* [EXERCISE DIRECTIONS]
Nothing but a number is wanted here: the tally of lines in the material below that include "electrical".

━━ PROVIDED DATA ━━

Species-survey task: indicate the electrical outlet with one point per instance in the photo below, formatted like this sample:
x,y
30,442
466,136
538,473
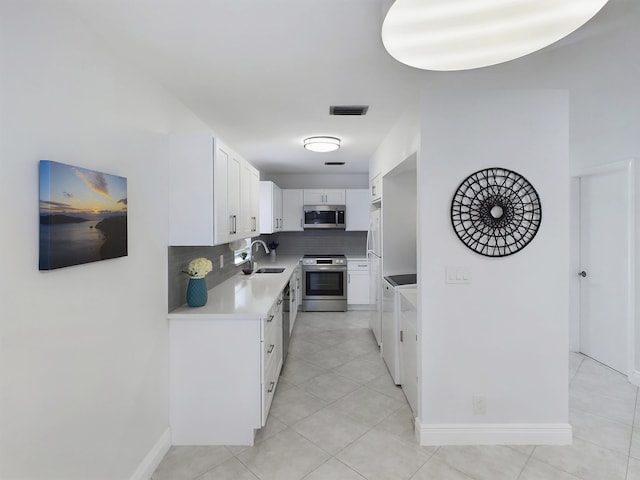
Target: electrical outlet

━━━

* [OUTPUT OF THE EXERCISE]
2